Fukushima: “no safe dose” of radiation

A second attempt to stop radioactive water leaking into the Pacific ocean at the Fukushima nuclear plant by using paper and sawdust bound with a chemical compound failed April 4. Engineers are now resorting to a third plan: building mounds of silt around the reactor to filter radioactive particles. (Daily Mail, April 4) Officials in Fukushima prefecture have launched an emergency program to measure radiation levels in school playgrounds. More than 1,400 schools and nurseries will be tested over two days amid growing anxiety among local parents. Officials say there should be no risk to children if they stay outside a 30-kilometer evacuation zone. (BBC News, April 4) Efforts to protect Tokyo’s water supply from radiation have led to a run on Indonesian coconut husks. Granulated charcoal made of the husks is used in Tokyo area treatment plants. Prices for the absorbent carbon material have jumped 44% since the disaster started. (Bloomberg, April 4)

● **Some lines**
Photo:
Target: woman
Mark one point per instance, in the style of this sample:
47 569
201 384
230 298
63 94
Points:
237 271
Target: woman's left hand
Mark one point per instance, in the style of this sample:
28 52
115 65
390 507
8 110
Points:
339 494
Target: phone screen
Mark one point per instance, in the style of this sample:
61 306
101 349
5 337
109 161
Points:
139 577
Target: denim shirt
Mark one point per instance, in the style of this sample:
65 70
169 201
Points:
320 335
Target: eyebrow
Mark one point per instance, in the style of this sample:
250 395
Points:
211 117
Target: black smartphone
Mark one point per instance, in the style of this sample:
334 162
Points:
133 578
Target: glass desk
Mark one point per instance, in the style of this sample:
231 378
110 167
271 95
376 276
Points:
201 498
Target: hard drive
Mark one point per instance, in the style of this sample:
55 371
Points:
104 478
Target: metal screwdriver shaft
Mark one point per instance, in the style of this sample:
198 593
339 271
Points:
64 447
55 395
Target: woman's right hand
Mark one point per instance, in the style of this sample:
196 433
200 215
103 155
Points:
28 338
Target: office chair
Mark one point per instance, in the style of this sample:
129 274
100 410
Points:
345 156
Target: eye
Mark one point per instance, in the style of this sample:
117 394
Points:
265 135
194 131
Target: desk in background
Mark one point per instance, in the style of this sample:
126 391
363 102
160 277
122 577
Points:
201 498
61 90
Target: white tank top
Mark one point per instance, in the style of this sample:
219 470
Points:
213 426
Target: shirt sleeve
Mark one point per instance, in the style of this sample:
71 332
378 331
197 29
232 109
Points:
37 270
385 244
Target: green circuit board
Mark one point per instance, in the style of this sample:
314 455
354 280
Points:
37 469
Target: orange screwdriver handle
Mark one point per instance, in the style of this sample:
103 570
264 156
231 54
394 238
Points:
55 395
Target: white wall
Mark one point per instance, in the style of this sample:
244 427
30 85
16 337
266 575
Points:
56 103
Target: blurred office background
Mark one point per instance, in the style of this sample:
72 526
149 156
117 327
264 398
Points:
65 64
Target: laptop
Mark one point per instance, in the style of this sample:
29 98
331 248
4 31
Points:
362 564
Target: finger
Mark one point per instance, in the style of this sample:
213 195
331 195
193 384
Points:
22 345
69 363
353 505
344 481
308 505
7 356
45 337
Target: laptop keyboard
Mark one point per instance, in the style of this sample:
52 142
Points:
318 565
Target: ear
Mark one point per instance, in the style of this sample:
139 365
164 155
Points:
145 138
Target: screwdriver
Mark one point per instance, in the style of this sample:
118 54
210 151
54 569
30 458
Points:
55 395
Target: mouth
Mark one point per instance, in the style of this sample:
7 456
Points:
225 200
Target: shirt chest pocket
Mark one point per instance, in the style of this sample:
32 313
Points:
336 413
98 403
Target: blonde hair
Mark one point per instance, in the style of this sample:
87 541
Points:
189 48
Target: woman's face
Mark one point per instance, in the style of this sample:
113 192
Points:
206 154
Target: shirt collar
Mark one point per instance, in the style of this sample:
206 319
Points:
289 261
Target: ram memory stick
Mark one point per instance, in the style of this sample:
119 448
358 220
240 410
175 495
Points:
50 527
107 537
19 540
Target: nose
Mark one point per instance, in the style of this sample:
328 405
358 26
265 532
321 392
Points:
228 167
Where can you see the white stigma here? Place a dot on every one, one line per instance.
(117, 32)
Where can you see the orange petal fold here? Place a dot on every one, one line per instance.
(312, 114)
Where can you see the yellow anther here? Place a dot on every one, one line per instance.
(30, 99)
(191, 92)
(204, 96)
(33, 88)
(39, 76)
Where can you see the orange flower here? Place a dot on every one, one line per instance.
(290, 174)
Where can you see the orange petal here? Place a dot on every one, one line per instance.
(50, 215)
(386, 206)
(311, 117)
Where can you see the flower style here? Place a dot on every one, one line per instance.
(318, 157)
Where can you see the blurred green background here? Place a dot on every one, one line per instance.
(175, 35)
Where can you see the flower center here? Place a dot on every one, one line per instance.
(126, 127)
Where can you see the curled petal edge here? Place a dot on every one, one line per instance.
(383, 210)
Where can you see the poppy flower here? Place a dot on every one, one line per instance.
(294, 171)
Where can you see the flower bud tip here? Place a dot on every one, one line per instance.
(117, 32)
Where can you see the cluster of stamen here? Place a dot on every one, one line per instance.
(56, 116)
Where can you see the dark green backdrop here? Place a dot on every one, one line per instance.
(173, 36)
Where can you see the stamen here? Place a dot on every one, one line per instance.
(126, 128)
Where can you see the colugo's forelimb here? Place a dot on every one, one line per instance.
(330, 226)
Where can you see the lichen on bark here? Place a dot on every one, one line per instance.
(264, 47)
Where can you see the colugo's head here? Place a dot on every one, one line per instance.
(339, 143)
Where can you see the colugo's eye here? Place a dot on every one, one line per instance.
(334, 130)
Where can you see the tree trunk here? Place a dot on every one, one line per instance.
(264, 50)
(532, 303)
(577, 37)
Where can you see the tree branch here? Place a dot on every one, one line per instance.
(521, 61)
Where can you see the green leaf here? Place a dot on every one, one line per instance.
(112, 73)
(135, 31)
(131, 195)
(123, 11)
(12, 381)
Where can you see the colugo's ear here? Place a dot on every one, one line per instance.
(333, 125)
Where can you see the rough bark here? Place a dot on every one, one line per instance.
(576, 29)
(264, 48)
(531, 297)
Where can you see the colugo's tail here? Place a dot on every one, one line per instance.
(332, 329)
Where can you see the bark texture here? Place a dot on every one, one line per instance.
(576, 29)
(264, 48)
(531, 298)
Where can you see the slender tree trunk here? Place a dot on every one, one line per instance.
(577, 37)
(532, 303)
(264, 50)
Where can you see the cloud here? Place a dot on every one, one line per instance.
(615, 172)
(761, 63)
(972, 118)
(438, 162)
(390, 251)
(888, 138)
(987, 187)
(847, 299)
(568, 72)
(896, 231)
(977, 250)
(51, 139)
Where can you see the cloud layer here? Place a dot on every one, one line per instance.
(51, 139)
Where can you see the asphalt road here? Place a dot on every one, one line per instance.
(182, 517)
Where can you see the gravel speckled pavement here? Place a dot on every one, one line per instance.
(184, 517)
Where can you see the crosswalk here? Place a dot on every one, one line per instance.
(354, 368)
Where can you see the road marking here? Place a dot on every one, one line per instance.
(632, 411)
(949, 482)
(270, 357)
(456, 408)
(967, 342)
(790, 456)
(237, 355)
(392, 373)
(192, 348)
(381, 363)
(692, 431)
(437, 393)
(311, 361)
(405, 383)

● **Exercise instructions**
Could you copy the full Fukushima report word for word? Work from the Fukushima report alone.

● **Result of this exercise**
Fukushima: “no safe dose” of radiation

A second attempt to stop radioactive water leaking into the Pacific ocean at the Fukushima nuclear plant by using paper and sawdust bound with a chemical compound failed April 4. Engineers are now resorting to a third plan: building mounds of silt around the reactor to filter radioactive particles. (Daily Mail, April 4) Officials in Fukushima prefecture have launched an emergency program to measure radiation levels in school playgrounds. More than 1,400 schools and nurseries will be tested over two days amid growing anxiety among local parents. Officials say there should be no risk to children if they stay outside a 30-kilometer evacuation zone. (BBC News, April 4) Efforts to protect Tokyo’s water supply from radiation have led to a run on Indonesian coconut husks. Granulated charcoal made of the husks is used in Tokyo area treatment plants. Prices for the absorbent carbon material have jumped 44% since the disaster started. (Bloomberg, April 4)